• [What you have to do]:
Pick out every line in the items below that contains the string "tail" and copy those lines. Matching is case-sensitive.

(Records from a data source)
— START —
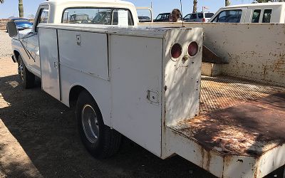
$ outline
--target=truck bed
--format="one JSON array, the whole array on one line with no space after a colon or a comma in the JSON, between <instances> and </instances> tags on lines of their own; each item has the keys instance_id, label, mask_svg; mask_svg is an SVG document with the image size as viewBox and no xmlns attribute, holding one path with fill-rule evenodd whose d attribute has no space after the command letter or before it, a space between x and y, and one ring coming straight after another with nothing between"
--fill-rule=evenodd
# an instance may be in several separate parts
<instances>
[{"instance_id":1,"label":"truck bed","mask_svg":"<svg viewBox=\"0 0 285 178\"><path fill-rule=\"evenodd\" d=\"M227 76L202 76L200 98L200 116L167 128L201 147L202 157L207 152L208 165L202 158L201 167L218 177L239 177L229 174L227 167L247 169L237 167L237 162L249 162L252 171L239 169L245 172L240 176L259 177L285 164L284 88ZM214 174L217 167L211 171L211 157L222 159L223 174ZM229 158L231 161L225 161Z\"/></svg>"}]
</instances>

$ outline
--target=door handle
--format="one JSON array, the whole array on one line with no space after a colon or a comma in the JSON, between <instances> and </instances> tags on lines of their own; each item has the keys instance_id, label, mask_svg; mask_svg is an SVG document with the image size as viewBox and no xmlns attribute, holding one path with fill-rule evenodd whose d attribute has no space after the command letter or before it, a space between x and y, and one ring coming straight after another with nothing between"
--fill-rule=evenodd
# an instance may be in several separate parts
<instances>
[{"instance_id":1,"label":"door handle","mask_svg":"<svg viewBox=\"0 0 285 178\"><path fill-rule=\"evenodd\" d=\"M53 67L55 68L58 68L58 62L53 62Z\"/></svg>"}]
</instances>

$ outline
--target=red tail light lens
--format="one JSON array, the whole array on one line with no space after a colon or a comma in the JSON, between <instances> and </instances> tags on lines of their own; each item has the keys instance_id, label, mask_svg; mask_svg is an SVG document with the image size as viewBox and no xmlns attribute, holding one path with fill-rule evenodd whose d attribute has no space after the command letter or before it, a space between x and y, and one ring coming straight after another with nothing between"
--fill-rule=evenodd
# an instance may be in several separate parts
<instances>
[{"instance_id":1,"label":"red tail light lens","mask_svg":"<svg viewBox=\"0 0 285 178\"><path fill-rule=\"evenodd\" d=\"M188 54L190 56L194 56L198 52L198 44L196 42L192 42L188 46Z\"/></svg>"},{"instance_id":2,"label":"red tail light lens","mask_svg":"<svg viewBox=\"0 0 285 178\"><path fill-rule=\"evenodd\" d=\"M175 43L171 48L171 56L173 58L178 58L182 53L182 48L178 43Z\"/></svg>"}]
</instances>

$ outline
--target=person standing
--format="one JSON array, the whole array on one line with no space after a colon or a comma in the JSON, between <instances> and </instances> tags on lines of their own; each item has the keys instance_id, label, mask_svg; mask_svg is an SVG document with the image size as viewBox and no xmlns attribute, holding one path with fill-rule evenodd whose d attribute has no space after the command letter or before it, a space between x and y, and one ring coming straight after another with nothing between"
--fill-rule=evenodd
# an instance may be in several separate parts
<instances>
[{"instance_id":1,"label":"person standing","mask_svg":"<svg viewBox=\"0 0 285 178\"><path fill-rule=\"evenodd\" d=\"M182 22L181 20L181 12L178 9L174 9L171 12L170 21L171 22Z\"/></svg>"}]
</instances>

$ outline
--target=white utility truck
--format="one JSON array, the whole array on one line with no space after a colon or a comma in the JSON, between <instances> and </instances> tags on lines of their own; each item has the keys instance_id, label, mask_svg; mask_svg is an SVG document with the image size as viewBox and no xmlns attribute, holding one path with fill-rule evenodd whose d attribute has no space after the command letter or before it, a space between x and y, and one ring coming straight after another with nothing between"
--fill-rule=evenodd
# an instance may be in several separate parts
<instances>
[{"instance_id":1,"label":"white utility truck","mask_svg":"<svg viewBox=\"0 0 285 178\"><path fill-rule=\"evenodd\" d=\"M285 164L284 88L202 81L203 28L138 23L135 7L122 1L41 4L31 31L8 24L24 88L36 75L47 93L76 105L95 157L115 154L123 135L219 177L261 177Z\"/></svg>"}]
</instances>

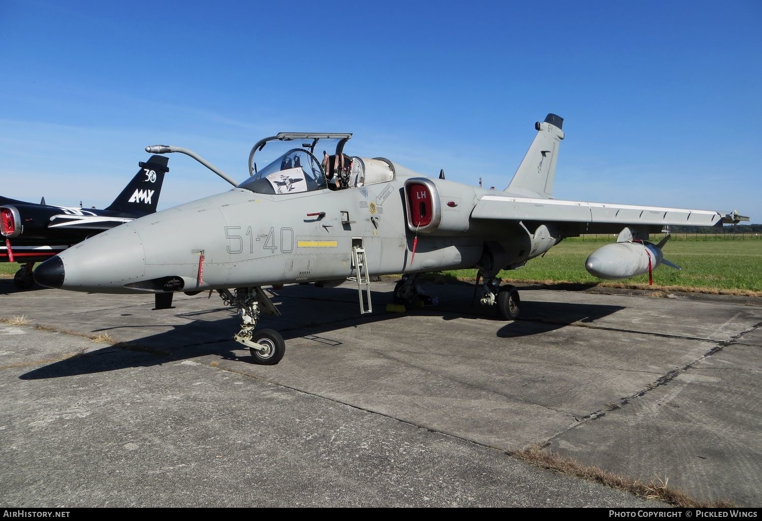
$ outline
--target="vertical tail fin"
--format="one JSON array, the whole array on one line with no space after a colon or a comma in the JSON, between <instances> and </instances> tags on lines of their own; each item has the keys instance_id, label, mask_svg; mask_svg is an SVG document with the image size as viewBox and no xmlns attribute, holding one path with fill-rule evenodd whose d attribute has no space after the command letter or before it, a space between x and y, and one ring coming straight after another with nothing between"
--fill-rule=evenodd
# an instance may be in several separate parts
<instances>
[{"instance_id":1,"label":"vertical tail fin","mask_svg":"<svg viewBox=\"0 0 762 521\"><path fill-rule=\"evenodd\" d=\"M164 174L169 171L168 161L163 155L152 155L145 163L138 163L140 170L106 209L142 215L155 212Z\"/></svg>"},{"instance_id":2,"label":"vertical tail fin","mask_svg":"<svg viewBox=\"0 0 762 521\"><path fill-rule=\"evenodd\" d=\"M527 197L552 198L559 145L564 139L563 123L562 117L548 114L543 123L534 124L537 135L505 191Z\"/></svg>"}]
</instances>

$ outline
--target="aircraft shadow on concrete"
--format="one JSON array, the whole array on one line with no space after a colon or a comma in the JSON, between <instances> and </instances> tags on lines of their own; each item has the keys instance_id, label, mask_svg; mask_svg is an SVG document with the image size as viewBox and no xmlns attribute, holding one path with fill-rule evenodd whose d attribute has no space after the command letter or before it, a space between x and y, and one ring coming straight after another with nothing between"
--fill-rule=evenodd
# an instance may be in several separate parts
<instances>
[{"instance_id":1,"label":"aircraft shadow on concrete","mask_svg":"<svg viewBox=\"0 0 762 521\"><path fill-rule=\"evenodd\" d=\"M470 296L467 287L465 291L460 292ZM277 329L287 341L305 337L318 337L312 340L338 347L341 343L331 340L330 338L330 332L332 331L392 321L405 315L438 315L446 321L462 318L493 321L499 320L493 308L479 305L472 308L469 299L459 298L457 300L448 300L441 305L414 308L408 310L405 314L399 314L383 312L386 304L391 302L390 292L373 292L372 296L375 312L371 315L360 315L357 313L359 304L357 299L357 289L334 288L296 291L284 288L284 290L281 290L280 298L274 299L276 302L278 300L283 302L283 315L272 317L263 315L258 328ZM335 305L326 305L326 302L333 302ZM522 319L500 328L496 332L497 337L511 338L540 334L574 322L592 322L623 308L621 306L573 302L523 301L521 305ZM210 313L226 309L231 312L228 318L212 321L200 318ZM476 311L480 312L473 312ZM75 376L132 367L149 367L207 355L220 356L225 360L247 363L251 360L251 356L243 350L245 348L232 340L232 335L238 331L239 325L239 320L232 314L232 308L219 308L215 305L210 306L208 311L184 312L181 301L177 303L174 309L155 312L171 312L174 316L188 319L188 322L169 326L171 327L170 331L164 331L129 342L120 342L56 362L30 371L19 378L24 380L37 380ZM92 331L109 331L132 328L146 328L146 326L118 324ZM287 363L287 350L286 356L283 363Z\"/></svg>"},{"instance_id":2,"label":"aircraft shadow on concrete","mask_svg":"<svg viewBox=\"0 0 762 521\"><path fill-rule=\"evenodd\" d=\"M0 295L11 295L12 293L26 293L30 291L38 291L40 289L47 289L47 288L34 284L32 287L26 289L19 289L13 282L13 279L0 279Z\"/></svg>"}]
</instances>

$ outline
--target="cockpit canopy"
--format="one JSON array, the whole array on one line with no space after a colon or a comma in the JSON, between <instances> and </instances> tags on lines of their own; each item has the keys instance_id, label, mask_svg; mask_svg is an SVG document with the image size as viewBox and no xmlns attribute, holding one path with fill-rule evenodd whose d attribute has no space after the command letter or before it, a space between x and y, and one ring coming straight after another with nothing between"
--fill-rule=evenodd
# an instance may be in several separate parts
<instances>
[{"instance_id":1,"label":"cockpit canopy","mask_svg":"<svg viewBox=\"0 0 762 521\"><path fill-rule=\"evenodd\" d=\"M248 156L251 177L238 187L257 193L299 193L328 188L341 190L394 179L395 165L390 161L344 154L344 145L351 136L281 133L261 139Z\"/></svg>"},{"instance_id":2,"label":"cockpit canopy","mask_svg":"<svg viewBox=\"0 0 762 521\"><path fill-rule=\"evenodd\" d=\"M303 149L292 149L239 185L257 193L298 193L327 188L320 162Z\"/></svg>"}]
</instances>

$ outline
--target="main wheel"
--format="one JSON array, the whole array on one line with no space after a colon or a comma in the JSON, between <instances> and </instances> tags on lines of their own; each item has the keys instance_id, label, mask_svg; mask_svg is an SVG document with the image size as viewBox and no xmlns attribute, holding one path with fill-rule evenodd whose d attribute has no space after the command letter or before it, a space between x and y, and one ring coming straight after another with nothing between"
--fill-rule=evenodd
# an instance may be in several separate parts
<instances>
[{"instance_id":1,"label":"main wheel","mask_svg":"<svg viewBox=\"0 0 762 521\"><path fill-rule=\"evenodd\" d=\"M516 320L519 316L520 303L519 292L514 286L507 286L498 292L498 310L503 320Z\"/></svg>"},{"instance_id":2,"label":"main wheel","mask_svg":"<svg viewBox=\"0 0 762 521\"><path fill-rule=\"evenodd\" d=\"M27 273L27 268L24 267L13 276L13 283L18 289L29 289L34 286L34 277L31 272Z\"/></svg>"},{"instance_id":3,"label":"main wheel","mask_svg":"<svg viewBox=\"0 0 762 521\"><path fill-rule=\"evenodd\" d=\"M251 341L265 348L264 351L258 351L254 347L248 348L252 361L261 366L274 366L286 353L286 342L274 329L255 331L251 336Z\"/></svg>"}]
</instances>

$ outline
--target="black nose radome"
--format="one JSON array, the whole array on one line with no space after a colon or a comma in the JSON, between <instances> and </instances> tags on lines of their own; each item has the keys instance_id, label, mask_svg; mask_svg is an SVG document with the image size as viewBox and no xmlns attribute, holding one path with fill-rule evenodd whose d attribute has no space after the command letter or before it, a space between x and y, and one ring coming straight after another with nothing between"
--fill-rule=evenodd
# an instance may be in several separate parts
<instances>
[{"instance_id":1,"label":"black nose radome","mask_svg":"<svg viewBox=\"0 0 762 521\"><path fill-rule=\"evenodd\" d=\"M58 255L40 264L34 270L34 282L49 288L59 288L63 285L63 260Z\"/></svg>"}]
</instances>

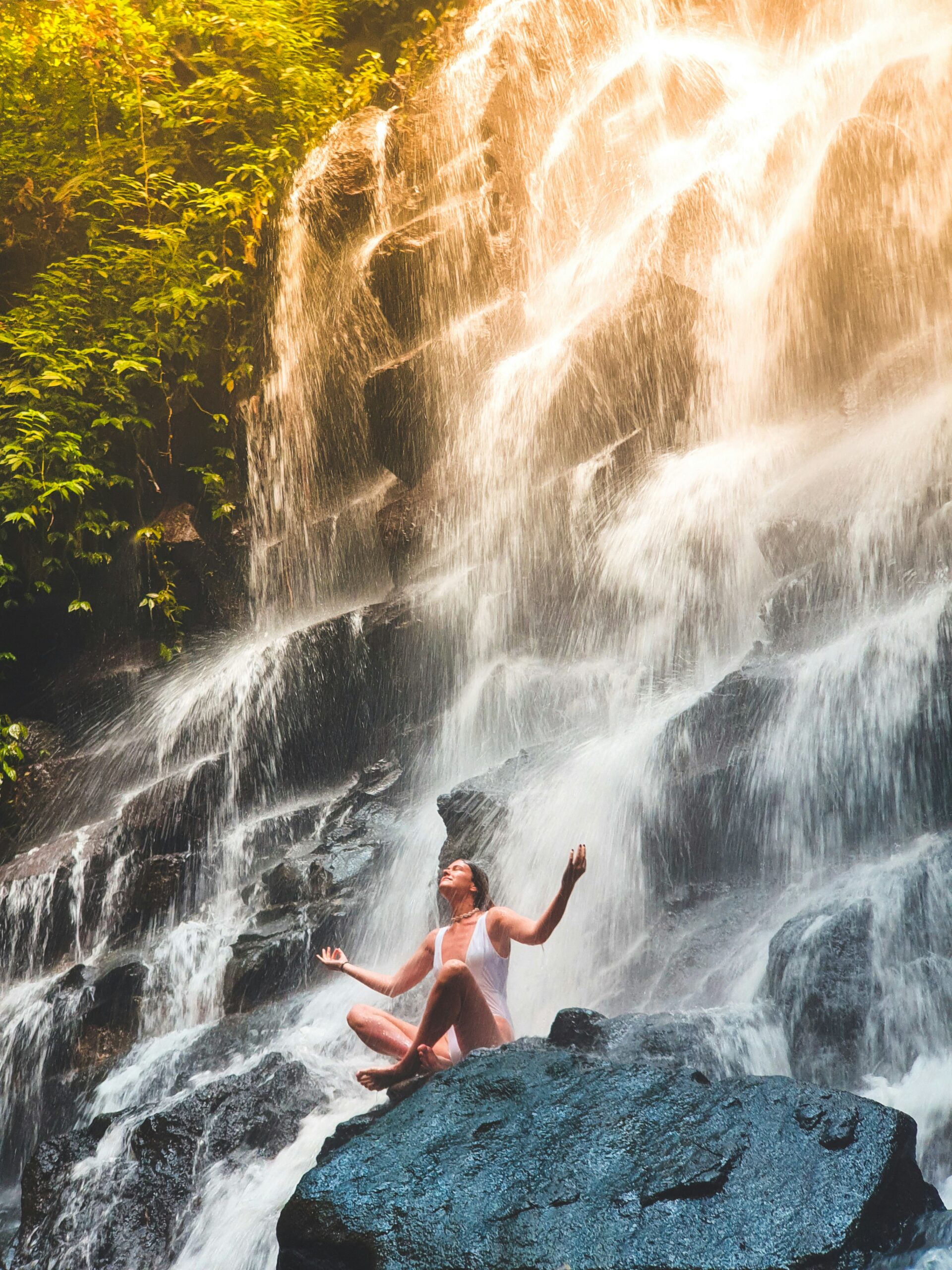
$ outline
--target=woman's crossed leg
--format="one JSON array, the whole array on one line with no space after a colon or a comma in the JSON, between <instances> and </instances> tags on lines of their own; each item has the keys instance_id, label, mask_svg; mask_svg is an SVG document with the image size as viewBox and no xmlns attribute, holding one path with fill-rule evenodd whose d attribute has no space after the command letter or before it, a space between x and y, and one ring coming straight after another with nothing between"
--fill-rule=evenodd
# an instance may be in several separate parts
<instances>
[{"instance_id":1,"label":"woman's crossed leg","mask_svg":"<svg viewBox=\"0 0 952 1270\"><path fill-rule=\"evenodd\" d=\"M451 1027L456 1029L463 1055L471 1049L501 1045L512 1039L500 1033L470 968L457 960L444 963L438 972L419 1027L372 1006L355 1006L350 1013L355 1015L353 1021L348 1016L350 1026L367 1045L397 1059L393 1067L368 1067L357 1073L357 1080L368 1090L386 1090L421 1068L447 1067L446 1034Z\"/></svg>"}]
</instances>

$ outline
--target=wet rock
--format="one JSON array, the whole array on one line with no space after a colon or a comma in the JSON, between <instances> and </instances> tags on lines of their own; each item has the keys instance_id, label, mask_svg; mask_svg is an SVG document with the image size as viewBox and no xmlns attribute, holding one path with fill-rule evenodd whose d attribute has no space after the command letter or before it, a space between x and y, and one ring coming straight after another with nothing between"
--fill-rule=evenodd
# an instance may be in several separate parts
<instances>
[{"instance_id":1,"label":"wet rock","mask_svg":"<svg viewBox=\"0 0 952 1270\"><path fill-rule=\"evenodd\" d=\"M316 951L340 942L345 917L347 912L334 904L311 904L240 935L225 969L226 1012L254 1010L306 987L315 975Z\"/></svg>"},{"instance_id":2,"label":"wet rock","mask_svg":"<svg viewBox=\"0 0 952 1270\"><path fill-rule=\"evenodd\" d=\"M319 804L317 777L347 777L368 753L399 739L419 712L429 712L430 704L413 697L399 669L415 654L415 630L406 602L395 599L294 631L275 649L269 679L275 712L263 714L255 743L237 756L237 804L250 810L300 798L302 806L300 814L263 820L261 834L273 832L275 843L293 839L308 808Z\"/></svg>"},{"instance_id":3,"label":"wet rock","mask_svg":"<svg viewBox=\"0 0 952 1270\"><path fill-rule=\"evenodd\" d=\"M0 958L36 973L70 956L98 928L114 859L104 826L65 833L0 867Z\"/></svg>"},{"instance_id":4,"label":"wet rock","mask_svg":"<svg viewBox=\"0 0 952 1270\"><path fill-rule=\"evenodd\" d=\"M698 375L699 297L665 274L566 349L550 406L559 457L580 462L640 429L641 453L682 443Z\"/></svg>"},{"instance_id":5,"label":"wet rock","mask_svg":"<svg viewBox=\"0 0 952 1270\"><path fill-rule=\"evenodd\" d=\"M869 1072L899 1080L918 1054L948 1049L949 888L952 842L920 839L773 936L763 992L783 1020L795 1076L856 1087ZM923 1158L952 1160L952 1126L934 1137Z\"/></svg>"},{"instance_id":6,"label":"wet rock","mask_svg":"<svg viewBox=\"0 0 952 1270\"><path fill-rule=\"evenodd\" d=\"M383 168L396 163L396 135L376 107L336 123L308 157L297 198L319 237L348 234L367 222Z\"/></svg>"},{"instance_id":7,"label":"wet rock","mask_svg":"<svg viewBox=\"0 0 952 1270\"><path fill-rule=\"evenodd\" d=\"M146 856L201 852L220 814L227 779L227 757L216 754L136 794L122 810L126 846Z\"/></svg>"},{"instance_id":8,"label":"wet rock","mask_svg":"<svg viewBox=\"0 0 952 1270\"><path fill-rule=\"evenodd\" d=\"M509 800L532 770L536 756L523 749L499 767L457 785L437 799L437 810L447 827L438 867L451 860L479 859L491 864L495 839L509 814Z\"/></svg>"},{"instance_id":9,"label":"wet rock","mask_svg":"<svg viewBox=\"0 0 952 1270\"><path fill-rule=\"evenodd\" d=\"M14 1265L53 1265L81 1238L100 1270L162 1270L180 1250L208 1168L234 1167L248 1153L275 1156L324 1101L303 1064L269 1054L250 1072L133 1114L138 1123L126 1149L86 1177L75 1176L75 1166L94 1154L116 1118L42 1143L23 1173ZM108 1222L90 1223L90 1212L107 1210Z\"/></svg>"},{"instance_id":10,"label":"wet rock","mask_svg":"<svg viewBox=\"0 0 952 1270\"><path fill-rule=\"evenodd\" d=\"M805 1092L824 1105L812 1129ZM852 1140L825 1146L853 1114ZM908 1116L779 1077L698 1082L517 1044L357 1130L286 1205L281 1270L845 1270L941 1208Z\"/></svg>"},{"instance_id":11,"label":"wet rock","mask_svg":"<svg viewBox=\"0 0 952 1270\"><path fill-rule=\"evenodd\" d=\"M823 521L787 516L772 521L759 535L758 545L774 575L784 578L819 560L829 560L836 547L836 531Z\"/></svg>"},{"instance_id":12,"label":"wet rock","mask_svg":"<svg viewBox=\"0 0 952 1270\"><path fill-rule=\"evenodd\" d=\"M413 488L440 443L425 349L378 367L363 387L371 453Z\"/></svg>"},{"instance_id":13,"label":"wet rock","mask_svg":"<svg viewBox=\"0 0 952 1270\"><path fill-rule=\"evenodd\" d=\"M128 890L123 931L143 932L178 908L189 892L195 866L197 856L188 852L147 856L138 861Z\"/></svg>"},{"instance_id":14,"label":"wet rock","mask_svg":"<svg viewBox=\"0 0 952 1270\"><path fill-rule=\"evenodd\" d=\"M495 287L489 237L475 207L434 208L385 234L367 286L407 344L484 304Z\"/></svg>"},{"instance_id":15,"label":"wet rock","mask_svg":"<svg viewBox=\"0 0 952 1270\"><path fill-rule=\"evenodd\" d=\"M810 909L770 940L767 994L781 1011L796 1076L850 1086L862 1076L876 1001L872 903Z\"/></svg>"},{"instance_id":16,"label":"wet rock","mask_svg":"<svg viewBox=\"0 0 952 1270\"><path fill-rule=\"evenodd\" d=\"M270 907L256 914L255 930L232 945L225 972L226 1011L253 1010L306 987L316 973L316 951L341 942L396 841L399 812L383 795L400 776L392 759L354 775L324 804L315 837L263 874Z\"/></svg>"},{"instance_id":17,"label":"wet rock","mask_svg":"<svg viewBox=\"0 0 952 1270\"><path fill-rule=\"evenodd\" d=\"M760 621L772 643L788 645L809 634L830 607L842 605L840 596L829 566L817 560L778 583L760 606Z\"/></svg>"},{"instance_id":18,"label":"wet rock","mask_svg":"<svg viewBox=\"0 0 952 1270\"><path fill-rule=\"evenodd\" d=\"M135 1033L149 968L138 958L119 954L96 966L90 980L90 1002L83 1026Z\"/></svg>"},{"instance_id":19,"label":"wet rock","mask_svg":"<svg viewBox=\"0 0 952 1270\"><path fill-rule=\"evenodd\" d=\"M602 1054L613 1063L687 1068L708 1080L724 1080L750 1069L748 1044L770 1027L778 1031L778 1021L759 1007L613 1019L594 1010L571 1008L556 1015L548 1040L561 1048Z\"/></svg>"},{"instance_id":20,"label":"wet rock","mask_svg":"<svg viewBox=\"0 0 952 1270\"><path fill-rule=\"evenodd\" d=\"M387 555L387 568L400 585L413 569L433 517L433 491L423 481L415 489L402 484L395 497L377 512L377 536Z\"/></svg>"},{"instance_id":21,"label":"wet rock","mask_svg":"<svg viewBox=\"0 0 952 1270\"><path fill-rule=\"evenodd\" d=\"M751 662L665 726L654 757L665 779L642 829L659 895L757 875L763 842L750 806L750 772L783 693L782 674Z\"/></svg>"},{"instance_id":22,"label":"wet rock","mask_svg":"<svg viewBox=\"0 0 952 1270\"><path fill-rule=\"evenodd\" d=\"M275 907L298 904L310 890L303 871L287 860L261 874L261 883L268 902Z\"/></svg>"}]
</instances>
— END —
• [Task answer]:
--target=red tail light lens
[{"instance_id":1,"label":"red tail light lens","mask_svg":"<svg viewBox=\"0 0 285 178\"><path fill-rule=\"evenodd\" d=\"M188 54L190 56L194 56L198 52L198 44L196 42L192 42L188 46Z\"/></svg>"},{"instance_id":2,"label":"red tail light lens","mask_svg":"<svg viewBox=\"0 0 285 178\"><path fill-rule=\"evenodd\" d=\"M175 43L171 48L171 56L173 58L178 58L182 53L182 48L178 43Z\"/></svg>"}]
--target="vertical tail fin"
[{"instance_id":1,"label":"vertical tail fin","mask_svg":"<svg viewBox=\"0 0 762 521\"><path fill-rule=\"evenodd\" d=\"M164 174L169 171L168 161L163 155L152 155L145 163L138 163L140 170L106 209L142 215L155 212Z\"/></svg>"},{"instance_id":2,"label":"vertical tail fin","mask_svg":"<svg viewBox=\"0 0 762 521\"><path fill-rule=\"evenodd\" d=\"M527 197L552 198L559 145L564 139L563 123L562 117L548 114L543 123L534 124L537 135L505 191Z\"/></svg>"}]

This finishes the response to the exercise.